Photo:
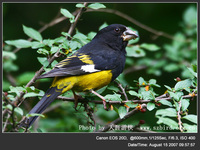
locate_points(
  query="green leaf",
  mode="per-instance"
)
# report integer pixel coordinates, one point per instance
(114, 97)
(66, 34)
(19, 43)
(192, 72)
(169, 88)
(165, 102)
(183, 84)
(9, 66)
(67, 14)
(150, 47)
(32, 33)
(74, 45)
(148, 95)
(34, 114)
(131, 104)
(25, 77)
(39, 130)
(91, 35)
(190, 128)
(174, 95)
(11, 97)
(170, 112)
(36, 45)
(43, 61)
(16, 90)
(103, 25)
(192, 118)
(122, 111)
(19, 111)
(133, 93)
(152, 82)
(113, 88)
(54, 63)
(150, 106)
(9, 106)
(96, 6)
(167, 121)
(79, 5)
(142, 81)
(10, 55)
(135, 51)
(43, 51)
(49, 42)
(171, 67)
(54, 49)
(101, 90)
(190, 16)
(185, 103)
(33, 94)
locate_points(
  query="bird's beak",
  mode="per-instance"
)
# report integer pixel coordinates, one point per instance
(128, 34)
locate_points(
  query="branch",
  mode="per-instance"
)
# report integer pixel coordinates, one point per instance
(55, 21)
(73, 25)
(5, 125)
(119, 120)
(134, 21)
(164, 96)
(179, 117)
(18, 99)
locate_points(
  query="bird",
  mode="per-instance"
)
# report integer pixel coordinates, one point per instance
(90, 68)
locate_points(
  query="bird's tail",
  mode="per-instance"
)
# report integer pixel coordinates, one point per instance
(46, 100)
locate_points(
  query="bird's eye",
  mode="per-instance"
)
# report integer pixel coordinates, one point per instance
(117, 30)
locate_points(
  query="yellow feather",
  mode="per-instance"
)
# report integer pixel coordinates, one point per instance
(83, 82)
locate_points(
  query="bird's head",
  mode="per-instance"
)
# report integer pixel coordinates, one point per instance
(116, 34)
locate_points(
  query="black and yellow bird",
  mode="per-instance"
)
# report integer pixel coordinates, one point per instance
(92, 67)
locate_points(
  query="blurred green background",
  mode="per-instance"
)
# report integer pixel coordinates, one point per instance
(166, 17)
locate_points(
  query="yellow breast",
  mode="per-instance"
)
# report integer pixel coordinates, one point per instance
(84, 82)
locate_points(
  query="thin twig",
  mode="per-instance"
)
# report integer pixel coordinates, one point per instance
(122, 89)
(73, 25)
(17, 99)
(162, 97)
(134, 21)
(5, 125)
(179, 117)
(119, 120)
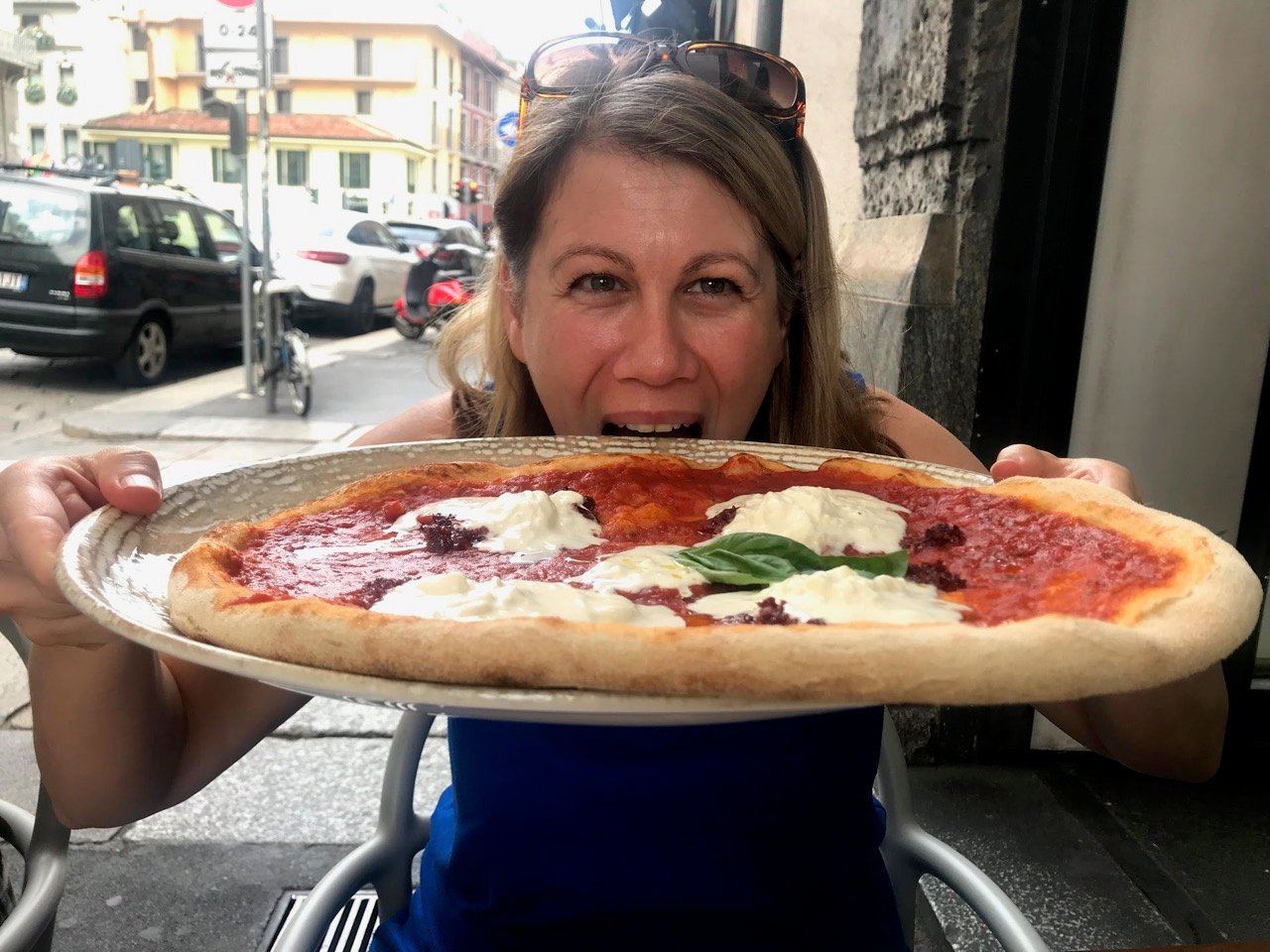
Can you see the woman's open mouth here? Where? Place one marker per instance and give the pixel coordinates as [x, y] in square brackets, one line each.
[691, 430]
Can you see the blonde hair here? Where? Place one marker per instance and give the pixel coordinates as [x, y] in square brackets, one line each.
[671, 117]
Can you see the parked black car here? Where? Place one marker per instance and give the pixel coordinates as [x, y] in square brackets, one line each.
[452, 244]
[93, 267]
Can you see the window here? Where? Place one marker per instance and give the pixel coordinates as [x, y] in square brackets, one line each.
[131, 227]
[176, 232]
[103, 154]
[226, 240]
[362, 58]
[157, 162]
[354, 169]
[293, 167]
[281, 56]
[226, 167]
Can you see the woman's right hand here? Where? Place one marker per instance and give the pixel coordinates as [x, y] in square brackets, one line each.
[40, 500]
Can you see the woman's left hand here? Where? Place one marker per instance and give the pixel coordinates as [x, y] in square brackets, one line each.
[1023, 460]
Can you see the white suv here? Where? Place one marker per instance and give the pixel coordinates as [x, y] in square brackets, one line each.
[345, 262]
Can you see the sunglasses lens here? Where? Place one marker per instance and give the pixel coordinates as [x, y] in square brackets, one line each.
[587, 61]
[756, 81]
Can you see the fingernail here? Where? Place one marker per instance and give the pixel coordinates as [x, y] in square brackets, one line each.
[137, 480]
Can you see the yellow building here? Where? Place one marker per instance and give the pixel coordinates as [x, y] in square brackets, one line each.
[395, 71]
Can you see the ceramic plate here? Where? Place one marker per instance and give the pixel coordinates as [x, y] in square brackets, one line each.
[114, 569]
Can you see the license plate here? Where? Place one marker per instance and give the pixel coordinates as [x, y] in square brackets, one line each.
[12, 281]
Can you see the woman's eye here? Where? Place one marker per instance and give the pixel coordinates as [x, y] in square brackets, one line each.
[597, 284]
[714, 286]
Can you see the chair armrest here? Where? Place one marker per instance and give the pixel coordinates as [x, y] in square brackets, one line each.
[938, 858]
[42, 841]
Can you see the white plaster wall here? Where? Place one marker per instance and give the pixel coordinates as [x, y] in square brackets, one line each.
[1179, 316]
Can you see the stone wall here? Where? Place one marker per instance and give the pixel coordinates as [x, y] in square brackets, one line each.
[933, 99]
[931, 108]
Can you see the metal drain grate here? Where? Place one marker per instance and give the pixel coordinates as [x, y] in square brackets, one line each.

━━━━━━━━━━━━━━━━━━━━

[What is asked]: Could you set down every record above word for word, leaving out the pictures?

[Result of this task]:
Photo:
locate_points(
  query="green leaf",
  mode="per-instance"
)
# report integer pixel coordinates, one point per instance
(114, 97)
(66, 34)
(19, 43)
(192, 72)
(169, 88)
(165, 102)
(183, 84)
(9, 66)
(67, 14)
(150, 47)
(32, 33)
(74, 45)
(148, 95)
(34, 114)
(131, 104)
(25, 77)
(39, 130)
(91, 35)
(190, 128)
(174, 95)
(11, 97)
(170, 112)
(36, 45)
(43, 61)
(16, 90)
(103, 25)
(192, 118)
(122, 111)
(19, 111)
(133, 93)
(152, 82)
(113, 88)
(54, 63)
(150, 106)
(9, 106)
(96, 6)
(167, 121)
(79, 5)
(142, 81)
(10, 55)
(135, 51)
(43, 51)
(49, 42)
(171, 67)
(54, 49)
(101, 90)
(190, 16)
(185, 103)
(33, 94)
locate_points(
  query="bird's beak",
  mode="per-instance"
)
# report integer pixel coordinates, one point per instance
(128, 34)
locate_points(
  query="branch",
  mode="per-instance"
)
# report integer pixel coordinates, one point per instance
(55, 21)
(73, 25)
(5, 125)
(119, 120)
(134, 21)
(164, 96)
(179, 117)
(18, 99)
locate_points(
  query="bird",
  mode="per-instance"
)
# report integer pixel coordinates, one point per instance
(90, 68)
locate_points(
  query="bird's tail",
  mode="per-instance"
)
# report integer pixel coordinates, one point per instance
(46, 100)
locate_points(
  query="bird's eye",
  mode="per-instance"
)
# report integer pixel coordinates, one point per instance
(117, 30)
locate_points(
  query="yellow feather",
  mode="per-instance"
)
# report integer pixel coordinates, one point per instance
(83, 82)
locate_points(
  query="bird's head",
  mode="per-instance"
)
# report integer pixel coordinates, one point per instance
(116, 34)
locate_points(
  query="black and yellow bird",
  mode="per-instance"
)
# report integer pixel coordinates, one point per instance
(92, 67)
locate_points(
  query="blurred green background",
  mode="per-instance"
)
# report integer pixel coordinates, one point per instance
(166, 17)
locate_points(
  query="yellow breast",
  mode="per-instance"
)
# report integer pixel coordinates, one point per instance
(84, 82)
locate_points(
  query="thin twig",
  mode="per-instance"
)
# report integer pixel coordinates, one point per instance
(122, 89)
(73, 25)
(17, 99)
(162, 97)
(134, 21)
(5, 125)
(179, 117)
(119, 120)
Can you see the woman's open mouth here? Where? Place one marker per instance and give the pixel coordinates as [x, y] in square brackets, one line each.
[691, 430]
Can you see the blonde hair here? Where? Place one marker per instance and give the pixel coordinates as [x, y] in square brackets, one line each.
[671, 117]
Can you see the parked black car here? Where? Place one marker per instance and give the pixel coordinates as [x, y] in square brackets, one line each.
[452, 244]
[93, 267]
Can you see the window here? Where? Place one marker per instance and give the pixel coordinates as [x, y] in square brackets, one line each.
[131, 227]
[176, 232]
[103, 154]
[226, 240]
[362, 58]
[157, 162]
[354, 169]
[293, 167]
[281, 56]
[226, 167]
Can you see the woman's right hand here? Where? Place one marker per instance and give the pixel coordinates as [x, y] in square brackets, one line each.
[40, 500]
Can you see the woman's left hand here? Where? Place one marker per instance and give the pixel coordinates as [x, y] in square brackets, one line each.
[1023, 460]
Can you see the white suv here? Where? Place one marker per instance and give the pixel coordinates as [x, y] in square brackets, one line each.
[345, 262]
Can you see the sunglasses lens here? Where? Place one marker per instance and give the pixel coordinates as [x, y] in square brackets, one line each.
[587, 61]
[756, 81]
Can you see the fingernail here? Where? Place one marker per instance and give the pixel coordinates as [x, y] in square brackets, one line each.
[137, 480]
Can you see the yellow building here? Where? Place one marker per instance and give the pixel coordinates as [x, y] in square brackets, one line each.
[395, 71]
Can you see the ceramic plate here? Where? Place one marker per instance and give the pixel coordinates as [x, y] in square brackets, one line each.
[114, 569]
Can you see the license plate here? Where? Place one marker per instance and give the pixel coordinates as [x, y] in square brackets, one line each.
[12, 281]
Can you see the woman's eye here? Where? Place one marker per instance and give the pixel coordinates as [x, y] in square brackets, one line each.
[597, 284]
[714, 286]
Can you see the chair armrest here? Where? Place one marker per instance and give the pixel coordinates as [x, y] in square brackets, one line each.
[938, 858]
[42, 841]
Can you see the white plaster wall here? Where? Place one marker per instance and give the pixel coordinates as [x, y] in square brackets, one line each.
[1179, 316]
Can you see the stone wall here? Where? Place one marker per instance and give the pixel coordinates as [x, y] in square brackets, one line each.
[933, 99]
[931, 108]
Can you see the metal drain grate here? Where? Place one marker per instance and give the pixel coordinates as [x, y] in square brackets, one line each.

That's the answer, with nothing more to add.